-- Opening Marker --
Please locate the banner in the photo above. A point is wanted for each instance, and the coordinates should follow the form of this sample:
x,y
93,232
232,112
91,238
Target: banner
-- Closing Marker --
**THE PROBLEM:**
Retype the whole listing above exactly as it appears.

**RESPONSE FOR THIS EXERCISE:**
Please locate the banner in the photo above. A point is wanted for each instance, and the coordinates should follow the form of this sample:
x,y
93,232
232,112
91,238
Target: banner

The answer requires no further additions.